__Exercise goal__
Copy each line of the listing below exactly and drop the images.

__Records for this task__

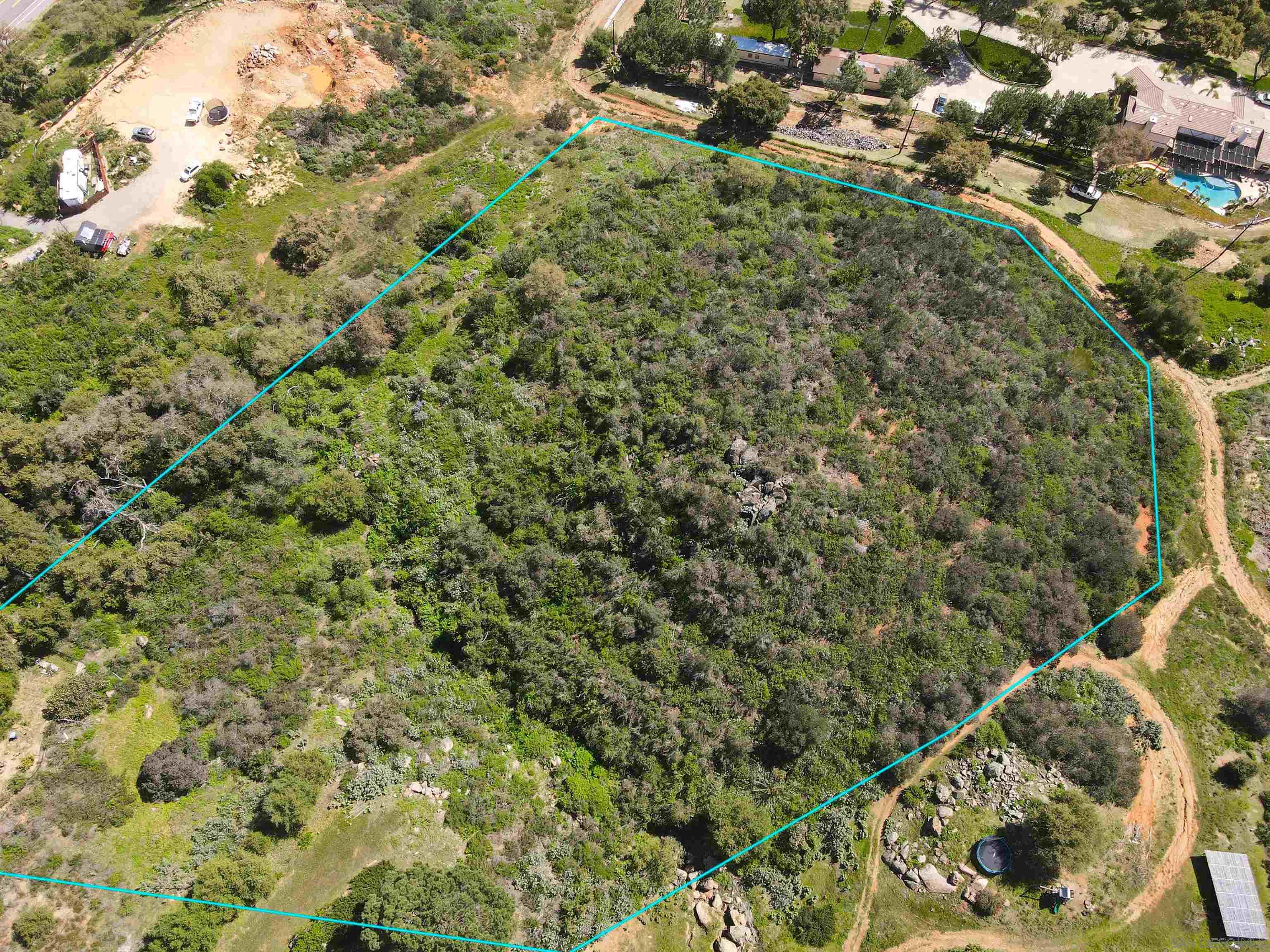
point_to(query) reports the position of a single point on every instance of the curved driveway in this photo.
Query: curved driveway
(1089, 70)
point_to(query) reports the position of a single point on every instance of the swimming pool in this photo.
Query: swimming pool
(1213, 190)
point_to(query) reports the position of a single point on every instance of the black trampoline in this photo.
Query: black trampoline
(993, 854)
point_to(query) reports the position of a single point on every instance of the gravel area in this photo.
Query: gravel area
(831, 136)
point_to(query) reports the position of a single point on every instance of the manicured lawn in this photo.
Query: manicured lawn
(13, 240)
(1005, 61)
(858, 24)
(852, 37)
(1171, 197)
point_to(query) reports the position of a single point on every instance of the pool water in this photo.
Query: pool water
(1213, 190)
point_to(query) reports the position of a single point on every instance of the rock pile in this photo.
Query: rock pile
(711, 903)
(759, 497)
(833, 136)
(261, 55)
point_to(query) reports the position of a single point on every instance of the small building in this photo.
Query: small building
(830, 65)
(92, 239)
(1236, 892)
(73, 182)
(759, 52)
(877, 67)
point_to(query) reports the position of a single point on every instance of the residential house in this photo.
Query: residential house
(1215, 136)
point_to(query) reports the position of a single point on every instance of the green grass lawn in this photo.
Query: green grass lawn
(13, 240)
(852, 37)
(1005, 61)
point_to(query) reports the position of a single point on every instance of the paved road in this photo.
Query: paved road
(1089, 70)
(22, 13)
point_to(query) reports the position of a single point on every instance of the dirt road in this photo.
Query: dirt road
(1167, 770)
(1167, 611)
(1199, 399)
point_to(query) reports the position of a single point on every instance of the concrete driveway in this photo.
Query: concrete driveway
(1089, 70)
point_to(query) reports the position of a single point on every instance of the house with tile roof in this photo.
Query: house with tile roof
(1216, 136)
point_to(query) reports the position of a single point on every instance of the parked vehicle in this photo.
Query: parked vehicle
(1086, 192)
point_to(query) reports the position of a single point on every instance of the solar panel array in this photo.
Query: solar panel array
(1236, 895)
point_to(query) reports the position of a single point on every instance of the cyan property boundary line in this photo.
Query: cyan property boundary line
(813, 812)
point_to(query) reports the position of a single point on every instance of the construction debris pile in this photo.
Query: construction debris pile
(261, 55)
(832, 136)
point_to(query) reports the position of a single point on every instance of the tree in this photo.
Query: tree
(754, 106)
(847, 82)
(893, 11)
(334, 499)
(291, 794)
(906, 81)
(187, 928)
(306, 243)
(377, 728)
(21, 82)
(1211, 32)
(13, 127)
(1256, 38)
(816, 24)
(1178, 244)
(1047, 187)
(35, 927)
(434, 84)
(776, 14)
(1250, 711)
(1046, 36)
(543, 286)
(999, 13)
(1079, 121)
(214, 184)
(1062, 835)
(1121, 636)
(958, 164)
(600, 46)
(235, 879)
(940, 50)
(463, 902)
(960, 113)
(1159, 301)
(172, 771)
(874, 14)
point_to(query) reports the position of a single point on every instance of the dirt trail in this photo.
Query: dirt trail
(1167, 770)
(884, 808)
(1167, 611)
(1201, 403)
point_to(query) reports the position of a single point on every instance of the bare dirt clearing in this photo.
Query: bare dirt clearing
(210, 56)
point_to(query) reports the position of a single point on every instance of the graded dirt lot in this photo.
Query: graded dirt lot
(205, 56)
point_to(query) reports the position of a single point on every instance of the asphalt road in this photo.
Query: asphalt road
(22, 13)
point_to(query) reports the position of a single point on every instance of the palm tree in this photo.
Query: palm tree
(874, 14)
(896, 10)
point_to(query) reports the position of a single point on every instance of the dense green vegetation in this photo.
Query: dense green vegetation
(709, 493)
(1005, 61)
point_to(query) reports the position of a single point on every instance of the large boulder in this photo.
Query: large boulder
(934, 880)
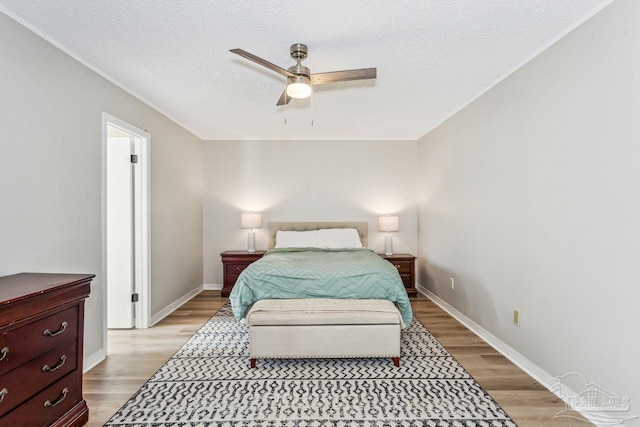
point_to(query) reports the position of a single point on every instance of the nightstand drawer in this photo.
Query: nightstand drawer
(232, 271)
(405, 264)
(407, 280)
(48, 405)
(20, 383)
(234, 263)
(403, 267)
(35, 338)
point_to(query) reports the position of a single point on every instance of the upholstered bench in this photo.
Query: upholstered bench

__Completed task__
point_to(query) reports the position of a single point on every instance of the curved driveway in this photo.
Query: curved driveway
(1089, 70)
point_to(query) reports the position of a single point on every instance of the swimming pool in this photo.
Query: swimming pool
(1213, 190)
point_to(query) reports the position of a single point on every instance of the black trampoline in this photo.
Query: black trampoline
(993, 854)
point_to(query) reports the position of a single point on every instance of the gravel area in this photo.
Query: gravel area
(831, 136)
point_to(query) reports the position of a single point on every instance of the manicured lawn in this photo.
Query: manicured lawn
(13, 240)
(1005, 61)
(858, 24)
(852, 37)
(1171, 197)
point_to(query) reports the position of a single point on every instance of the pool water in this photo.
Query: pool water
(1213, 190)
point_to(query) reports the position of a single point on every instance of the rock pile in this photo.
Query: rock pile
(711, 903)
(759, 497)
(833, 136)
(261, 55)
point_to(query) reports the position of a single point on every instance of the small building in this photo.
Query: small building
(830, 65)
(92, 239)
(1236, 892)
(73, 182)
(759, 52)
(877, 67)
point_to(query) reports the position of a single point on every instance of the residential house in this photo.
Query: residential house
(1215, 136)
point_to(query) reports the position of a single point on every instance of the green grass lawn in this photo.
Query: green grass lawn
(13, 240)
(852, 37)
(1005, 61)
point_to(query) reports the position of a single point on every instance of the paved road in this photo.
Query: paved road
(1089, 70)
(22, 13)
point_to(query) reports the position of a single point on every instance of the dirt road in this photo.
Query: dirt road
(1167, 770)
(1167, 611)
(1199, 399)
point_to(query) reports the position of a single point on every instance of the concrete driveway in this photo.
Query: concrete driveway
(1089, 70)
point_to(query) reports the position of a single point on every instance of the house with tile roof in this photo.
Query: house with tile roof
(1216, 136)
point_to(query) reports the position of a single point on every instance of the parked vehicle in this photo.
Query: parked vehicle
(1086, 192)
point_to(query) reports the position of a single point on every instance of the solar panel array in this photo.
Query: solar panel array
(1236, 895)
point_to(query) reports the position of a single point on every instance of the cyan property boundary line in this photo.
Query: cyan property boundary line
(813, 812)
point_to(query) reports the position of a single point on every instance of the construction debris pile in this photo.
Query: construction debris pile
(261, 55)
(832, 136)
point_to(query) reports the position of a single point on every instance of the tree in this photo.
Query: tree
(754, 106)
(847, 82)
(893, 11)
(334, 499)
(291, 794)
(906, 81)
(187, 928)
(306, 243)
(377, 728)
(21, 82)
(1211, 32)
(13, 127)
(1256, 38)
(816, 24)
(1178, 244)
(1047, 187)
(35, 927)
(434, 84)
(776, 14)
(1250, 711)
(1046, 36)
(543, 286)
(999, 13)
(1079, 121)
(214, 184)
(1062, 835)
(1121, 636)
(958, 164)
(600, 46)
(235, 879)
(940, 50)
(463, 902)
(960, 113)
(1159, 301)
(172, 771)
(874, 14)
point_to(query) reports the position of a single point on every instance of the dirt trail in this photo.
Query: dirt trail
(1167, 770)
(884, 808)
(1167, 611)
(1201, 403)
point_to(query) reports the position of a single point on every instance of the bare dirt clearing in this photo.
Query: bare dirt clearing
(210, 56)
point_to(query) reports the position of a single point on every instance of the graded dirt lot in this photo.
Query: graded dirt lot
(205, 56)
point_to(query) reports the position of a single point on every instance of the asphalt road in this photo.
Query: asphalt road
(22, 13)
point_to(query) reports the position of a single point on every instance of the palm tree in this photo.
Query: palm tree
(874, 14)
(896, 10)
point_to(query) reports the position of a single point on every instance of the dense green vegetation in this photo.
Query: dense green vegetation
(709, 493)
(1005, 61)
point_to(query) reports the position of a single point on every instance of the large boulder in this photo.
Query: large boulder
(934, 880)
point_to(query) reports the position of a single point on every instance of the nightstand drawer in this photo.
Query: nightstand drawer
(232, 271)
(405, 264)
(407, 280)
(48, 405)
(20, 383)
(234, 263)
(403, 267)
(35, 338)
point_to(query) reports the position of a single point on every instance of the upholstered bench in this photo.
Query: upholstered bench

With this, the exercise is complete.